● ACTION ITEM: The records below must be copied out completely and exactly.
Start of RECORD SET
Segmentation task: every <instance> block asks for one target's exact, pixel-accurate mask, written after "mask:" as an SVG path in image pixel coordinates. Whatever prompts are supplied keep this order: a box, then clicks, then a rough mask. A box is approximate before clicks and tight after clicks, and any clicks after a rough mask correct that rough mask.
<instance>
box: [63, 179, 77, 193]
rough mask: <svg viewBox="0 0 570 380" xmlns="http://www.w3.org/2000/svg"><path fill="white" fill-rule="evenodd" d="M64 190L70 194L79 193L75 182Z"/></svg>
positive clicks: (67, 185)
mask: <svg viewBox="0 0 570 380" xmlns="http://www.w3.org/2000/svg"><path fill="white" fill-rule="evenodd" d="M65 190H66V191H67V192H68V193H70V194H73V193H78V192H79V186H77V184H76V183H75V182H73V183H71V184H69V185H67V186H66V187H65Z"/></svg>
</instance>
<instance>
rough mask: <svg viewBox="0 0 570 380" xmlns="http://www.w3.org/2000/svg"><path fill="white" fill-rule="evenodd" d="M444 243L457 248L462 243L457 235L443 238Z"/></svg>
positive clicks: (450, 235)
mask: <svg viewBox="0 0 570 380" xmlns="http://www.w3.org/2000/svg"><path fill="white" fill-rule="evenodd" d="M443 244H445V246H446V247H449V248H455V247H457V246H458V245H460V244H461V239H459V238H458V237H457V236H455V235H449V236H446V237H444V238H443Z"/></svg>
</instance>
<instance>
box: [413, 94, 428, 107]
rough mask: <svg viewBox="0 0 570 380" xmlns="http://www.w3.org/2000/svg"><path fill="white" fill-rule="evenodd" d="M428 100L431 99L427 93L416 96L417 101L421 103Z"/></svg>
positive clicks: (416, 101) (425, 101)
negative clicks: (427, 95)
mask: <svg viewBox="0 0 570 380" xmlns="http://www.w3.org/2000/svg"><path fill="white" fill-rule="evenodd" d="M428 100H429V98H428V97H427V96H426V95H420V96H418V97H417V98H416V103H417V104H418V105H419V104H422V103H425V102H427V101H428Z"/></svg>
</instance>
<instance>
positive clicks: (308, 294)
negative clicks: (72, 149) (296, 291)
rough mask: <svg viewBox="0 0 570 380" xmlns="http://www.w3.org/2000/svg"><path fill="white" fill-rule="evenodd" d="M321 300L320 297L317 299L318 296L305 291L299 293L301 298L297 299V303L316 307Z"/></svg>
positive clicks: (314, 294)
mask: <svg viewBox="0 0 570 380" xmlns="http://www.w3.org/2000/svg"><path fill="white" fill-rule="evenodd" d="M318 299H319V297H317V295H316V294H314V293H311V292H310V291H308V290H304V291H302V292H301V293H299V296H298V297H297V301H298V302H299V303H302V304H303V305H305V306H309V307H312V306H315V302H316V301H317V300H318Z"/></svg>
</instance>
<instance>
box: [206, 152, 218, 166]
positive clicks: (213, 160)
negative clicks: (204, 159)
End of RECORD SET
● EXERCISE ANSWER:
Segmentation task: every <instance> block asks for one target's exact, pixel-accurate mask, written after "mask:" as an SVG path in image pixel coordinates. Whatever prompts are supplied keep this order: a box, then clicks, then a rough mask. A box is approximate before clicks and tight after clicks, and any clicks after a rough mask correct that rough mask.
<instance>
box: [63, 179, 77, 193]
rough mask: <svg viewBox="0 0 570 380" xmlns="http://www.w3.org/2000/svg"><path fill="white" fill-rule="evenodd" d="M64 190L70 194L79 193L75 182Z"/></svg>
positive clicks: (67, 185)
mask: <svg viewBox="0 0 570 380" xmlns="http://www.w3.org/2000/svg"><path fill="white" fill-rule="evenodd" d="M65 190H66V191H67V192H68V193H70V194H73V193H78V192H79V186H77V184H76V183H75V182H73V183H71V184H69V185H67V186H66V187H65Z"/></svg>
</instance>
<instance>
rough mask: <svg viewBox="0 0 570 380" xmlns="http://www.w3.org/2000/svg"><path fill="white" fill-rule="evenodd" d="M444 243L457 248L462 243L457 235L443 238Z"/></svg>
positive clicks: (450, 235)
mask: <svg viewBox="0 0 570 380" xmlns="http://www.w3.org/2000/svg"><path fill="white" fill-rule="evenodd" d="M443 244H445V246H446V247H449V248H455V247H457V246H458V245H460V244H461V239H459V238H458V237H457V236H455V235H449V236H446V237H444V238H443Z"/></svg>
</instance>
<instance>
box: [413, 94, 428, 107]
rough mask: <svg viewBox="0 0 570 380" xmlns="http://www.w3.org/2000/svg"><path fill="white" fill-rule="evenodd" d="M428 100L431 99L427 93L416 96L417 101L421 103Z"/></svg>
positive clicks: (416, 101) (425, 101)
negative clicks: (427, 95)
mask: <svg viewBox="0 0 570 380" xmlns="http://www.w3.org/2000/svg"><path fill="white" fill-rule="evenodd" d="M428 100H429V98H428V97H427V96H426V95H420V96H418V97H417V98H416V103H417V104H418V105H419V104H422V103H425V102H427V101H428Z"/></svg>
</instance>
<instance>
positive clicks: (308, 294)
negative clicks: (72, 149) (296, 291)
rough mask: <svg viewBox="0 0 570 380" xmlns="http://www.w3.org/2000/svg"><path fill="white" fill-rule="evenodd" d="M321 300L320 297L317 299L318 296L305 291L299 293L301 298L297 299V303L316 307Z"/></svg>
positive clicks: (314, 294)
mask: <svg viewBox="0 0 570 380" xmlns="http://www.w3.org/2000/svg"><path fill="white" fill-rule="evenodd" d="M318 299H319V297H317V295H316V294H314V293H311V292H310V291H308V290H304V291H302V292H301V293H299V296H298V297H297V301H298V302H299V303H302V304H303V305H305V306H309V307H312V306H315V302H316V301H317V300H318Z"/></svg>
</instance>
<instance>
box: [206, 152, 218, 166]
positive clicks: (213, 160)
negative clicks: (204, 159)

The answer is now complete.